* [TO BE DONE] Convert the rows from the line containing "Can you spot the frozen water" through the line containing "x=537, y=292", inclusive, into a Markdown table with the columns No. and Line. Leave out any blank lines.
***** PROVIDED INFORMATION
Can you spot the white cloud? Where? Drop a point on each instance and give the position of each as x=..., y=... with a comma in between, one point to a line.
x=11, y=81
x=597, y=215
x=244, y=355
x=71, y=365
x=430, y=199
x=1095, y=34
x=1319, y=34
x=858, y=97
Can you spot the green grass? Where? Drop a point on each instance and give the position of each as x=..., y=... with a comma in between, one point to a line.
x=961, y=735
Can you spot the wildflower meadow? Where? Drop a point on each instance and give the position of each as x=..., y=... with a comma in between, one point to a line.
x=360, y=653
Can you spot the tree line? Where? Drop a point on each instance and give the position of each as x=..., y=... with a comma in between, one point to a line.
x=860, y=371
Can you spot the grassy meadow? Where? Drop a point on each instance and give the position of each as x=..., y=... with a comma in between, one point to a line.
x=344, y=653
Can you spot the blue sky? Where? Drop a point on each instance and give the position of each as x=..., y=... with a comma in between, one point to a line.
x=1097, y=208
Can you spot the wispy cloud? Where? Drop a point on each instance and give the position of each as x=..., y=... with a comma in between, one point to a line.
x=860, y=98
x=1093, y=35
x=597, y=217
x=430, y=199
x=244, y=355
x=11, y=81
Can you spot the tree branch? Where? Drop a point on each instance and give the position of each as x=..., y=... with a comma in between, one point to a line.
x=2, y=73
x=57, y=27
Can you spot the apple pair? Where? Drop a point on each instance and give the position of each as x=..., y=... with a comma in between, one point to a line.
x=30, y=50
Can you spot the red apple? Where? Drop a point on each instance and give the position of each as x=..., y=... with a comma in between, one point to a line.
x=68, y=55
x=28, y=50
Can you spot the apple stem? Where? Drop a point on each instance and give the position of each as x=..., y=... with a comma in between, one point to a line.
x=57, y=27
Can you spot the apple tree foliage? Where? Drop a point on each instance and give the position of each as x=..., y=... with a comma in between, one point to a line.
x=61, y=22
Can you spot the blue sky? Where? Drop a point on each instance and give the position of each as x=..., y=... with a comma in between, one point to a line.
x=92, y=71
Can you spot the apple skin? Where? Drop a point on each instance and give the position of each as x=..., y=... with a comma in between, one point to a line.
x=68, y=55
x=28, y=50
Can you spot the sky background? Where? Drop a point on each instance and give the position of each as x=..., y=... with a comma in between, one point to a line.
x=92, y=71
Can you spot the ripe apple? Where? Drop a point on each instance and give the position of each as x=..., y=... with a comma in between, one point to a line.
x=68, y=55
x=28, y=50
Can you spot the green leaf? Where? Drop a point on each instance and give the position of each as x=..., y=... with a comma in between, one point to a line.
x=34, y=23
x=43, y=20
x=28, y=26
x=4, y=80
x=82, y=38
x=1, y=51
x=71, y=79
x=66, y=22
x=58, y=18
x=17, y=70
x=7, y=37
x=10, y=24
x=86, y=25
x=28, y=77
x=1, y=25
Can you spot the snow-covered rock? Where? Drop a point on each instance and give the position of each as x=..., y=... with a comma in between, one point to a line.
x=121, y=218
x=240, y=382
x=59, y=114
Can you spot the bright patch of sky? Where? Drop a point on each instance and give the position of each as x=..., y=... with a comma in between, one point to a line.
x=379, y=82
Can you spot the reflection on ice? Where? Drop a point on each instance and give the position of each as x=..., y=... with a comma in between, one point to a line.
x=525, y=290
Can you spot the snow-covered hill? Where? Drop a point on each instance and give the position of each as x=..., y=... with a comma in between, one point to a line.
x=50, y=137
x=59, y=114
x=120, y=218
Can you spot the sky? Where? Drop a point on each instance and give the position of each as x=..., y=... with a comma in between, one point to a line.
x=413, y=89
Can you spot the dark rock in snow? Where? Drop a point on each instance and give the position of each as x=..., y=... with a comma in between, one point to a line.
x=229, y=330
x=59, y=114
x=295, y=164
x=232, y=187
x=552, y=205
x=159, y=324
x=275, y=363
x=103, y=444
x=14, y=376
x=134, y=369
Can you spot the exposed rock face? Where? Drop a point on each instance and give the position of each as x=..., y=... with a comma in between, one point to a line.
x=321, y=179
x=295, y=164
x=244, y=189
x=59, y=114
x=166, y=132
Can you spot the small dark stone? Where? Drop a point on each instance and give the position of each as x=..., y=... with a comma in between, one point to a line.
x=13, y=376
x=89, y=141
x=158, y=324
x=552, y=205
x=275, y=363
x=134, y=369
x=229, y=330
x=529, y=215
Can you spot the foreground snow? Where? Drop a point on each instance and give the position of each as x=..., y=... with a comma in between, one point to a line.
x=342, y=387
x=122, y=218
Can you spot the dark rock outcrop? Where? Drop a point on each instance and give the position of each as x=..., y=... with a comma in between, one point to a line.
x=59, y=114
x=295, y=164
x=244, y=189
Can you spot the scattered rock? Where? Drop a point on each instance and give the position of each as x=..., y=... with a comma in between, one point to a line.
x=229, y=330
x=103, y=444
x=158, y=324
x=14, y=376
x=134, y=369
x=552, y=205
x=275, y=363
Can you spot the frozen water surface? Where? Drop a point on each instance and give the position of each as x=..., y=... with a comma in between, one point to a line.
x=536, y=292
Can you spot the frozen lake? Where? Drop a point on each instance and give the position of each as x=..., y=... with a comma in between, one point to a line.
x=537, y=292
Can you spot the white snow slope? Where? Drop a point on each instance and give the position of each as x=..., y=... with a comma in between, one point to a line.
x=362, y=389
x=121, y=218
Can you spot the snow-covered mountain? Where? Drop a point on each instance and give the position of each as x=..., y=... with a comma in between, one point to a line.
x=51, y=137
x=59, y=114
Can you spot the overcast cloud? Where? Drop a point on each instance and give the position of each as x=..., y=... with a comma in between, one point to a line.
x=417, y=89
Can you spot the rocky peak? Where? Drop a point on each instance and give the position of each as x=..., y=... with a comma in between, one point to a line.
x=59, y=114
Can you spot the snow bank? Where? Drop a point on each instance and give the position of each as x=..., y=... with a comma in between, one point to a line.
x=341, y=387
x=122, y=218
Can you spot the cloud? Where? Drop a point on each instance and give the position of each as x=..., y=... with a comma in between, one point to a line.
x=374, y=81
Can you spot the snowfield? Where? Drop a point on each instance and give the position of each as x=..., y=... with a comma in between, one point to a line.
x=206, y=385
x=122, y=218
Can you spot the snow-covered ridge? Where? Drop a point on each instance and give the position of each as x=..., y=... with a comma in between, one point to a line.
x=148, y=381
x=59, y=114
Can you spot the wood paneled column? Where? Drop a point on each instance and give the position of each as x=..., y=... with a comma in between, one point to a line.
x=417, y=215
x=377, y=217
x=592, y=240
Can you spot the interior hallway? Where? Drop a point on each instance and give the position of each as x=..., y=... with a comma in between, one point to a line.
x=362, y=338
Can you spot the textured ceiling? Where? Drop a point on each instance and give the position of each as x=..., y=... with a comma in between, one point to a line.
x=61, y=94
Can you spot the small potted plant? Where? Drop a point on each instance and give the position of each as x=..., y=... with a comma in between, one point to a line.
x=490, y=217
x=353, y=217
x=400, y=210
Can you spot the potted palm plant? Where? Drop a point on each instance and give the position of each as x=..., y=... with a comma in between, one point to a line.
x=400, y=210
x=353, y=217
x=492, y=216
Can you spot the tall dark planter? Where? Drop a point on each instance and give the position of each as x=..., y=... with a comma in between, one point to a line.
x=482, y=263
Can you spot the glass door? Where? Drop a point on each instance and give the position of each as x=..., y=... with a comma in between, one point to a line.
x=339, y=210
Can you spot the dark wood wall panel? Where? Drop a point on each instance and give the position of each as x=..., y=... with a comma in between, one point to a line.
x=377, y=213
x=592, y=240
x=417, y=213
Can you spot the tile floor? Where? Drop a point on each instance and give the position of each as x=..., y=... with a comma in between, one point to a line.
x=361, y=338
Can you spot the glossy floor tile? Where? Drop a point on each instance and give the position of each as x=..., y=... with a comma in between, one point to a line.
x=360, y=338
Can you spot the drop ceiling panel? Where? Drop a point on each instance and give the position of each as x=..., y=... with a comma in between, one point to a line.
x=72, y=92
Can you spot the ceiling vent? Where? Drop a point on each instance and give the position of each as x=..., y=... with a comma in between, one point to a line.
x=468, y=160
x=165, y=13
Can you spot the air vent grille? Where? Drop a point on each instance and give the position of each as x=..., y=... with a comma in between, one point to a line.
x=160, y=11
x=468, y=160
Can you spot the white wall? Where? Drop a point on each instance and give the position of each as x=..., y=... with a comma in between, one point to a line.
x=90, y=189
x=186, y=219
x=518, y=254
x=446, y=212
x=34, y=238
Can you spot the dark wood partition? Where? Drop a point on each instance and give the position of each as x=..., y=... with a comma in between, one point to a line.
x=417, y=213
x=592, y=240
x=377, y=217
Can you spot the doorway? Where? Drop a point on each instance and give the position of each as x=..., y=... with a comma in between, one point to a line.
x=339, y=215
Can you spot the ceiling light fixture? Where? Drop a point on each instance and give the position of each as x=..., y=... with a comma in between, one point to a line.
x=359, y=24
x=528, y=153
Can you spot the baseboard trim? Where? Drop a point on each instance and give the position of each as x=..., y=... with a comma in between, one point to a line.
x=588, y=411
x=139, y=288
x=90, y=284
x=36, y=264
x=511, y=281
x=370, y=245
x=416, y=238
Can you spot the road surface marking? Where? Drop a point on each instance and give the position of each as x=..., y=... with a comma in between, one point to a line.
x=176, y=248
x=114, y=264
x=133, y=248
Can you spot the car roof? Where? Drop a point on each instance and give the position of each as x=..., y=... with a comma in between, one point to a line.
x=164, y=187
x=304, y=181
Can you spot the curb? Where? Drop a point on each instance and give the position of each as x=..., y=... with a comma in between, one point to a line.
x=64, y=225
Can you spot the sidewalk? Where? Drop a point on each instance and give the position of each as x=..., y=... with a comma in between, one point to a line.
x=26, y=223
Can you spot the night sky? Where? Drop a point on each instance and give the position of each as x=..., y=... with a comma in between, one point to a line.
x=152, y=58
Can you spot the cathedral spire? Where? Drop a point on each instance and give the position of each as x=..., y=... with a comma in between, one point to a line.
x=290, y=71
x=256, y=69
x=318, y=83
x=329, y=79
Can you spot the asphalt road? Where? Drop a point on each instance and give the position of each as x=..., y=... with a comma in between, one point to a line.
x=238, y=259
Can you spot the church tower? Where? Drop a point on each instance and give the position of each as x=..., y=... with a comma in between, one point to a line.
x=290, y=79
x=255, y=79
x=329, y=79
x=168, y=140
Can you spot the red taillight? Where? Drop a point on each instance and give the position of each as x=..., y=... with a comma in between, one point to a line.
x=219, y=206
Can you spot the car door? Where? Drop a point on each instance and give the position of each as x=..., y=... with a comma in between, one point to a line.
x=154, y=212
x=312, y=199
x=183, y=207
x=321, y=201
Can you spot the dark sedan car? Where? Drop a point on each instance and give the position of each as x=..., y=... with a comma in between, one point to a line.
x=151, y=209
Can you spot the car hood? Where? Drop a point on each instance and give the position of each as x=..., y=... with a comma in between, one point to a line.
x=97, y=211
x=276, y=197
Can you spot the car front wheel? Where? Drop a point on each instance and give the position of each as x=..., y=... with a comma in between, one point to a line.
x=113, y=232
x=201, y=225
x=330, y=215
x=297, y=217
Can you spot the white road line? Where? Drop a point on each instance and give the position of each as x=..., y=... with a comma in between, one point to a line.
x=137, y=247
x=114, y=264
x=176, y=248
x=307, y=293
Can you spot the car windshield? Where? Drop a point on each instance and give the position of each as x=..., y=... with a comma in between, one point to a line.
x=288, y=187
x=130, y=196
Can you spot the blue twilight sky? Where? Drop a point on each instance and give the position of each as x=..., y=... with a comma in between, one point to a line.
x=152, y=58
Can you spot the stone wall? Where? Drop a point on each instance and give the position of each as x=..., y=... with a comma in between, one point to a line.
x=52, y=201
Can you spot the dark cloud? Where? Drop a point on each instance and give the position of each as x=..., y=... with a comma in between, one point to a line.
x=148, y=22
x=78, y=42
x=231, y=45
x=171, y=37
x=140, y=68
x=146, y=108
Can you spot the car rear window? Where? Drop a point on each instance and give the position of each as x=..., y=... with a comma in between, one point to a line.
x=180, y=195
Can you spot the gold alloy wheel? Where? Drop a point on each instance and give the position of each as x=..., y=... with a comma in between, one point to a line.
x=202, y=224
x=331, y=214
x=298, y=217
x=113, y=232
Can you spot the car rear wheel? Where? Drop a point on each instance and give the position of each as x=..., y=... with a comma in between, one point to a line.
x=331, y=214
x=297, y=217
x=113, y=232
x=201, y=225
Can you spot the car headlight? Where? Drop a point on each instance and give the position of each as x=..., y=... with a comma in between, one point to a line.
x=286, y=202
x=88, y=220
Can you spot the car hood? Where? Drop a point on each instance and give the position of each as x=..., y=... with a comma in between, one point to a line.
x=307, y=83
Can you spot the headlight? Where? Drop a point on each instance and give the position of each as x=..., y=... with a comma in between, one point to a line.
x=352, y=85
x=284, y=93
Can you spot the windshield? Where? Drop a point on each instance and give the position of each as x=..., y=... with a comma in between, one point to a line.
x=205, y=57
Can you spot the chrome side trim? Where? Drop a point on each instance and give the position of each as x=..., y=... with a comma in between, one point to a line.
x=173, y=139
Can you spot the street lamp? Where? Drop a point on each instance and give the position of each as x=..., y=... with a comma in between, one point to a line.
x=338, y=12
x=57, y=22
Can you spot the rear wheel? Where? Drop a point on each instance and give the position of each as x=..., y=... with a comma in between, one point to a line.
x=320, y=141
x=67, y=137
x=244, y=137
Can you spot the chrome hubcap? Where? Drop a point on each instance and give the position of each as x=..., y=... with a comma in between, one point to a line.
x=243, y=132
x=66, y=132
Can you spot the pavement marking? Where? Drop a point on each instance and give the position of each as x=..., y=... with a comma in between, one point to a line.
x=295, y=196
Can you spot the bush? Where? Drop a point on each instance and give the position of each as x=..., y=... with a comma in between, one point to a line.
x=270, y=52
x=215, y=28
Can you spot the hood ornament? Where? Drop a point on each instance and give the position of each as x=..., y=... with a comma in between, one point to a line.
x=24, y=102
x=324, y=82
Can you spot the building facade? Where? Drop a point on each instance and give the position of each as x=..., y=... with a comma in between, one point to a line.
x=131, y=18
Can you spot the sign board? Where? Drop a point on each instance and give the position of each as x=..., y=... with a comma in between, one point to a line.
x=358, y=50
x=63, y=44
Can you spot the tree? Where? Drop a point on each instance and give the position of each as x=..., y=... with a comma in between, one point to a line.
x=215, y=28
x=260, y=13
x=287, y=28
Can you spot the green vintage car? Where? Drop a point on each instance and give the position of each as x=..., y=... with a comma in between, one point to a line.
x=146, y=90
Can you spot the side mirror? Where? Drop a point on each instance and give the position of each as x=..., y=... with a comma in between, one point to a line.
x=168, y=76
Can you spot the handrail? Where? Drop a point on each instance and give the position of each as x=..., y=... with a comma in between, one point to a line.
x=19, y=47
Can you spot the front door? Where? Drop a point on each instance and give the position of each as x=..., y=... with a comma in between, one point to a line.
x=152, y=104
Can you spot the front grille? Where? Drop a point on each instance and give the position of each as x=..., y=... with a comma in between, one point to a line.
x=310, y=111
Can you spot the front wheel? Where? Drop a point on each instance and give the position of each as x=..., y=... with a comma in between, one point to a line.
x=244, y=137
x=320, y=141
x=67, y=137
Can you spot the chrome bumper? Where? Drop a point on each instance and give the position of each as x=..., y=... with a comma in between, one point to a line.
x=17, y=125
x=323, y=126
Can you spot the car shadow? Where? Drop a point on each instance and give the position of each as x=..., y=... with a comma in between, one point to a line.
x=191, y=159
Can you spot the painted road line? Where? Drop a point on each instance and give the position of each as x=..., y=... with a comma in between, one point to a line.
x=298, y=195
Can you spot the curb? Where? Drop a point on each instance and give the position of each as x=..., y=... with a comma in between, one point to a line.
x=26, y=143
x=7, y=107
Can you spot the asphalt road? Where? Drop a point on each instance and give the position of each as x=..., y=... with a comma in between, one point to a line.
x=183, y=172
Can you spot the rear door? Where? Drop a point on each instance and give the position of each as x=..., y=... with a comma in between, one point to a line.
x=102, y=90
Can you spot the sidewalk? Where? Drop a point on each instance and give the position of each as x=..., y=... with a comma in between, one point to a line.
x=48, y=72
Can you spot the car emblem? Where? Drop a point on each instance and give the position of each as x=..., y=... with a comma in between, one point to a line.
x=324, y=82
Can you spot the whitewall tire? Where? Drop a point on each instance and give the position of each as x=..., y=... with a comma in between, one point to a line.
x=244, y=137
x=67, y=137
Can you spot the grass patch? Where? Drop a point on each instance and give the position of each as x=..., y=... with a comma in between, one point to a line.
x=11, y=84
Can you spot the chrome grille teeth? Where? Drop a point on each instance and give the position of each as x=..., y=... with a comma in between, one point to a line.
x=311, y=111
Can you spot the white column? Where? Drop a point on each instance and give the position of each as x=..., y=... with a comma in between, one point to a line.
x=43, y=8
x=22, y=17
**********
* [FULL SOLUTION]
| No. | Line |
|---|---|
| 1 | Can you spot the frozen water surface? Where? Drop a point on each instance and give the position of each as x=..., y=... with a comma in between, one point to a line. |
| 2 | x=536, y=292 |
| 3 | Can you spot the frozen lake? Where? Drop a point on each instance and give the position of each as x=..., y=... with a comma in between, one point to a line. |
| 4 | x=537, y=292 |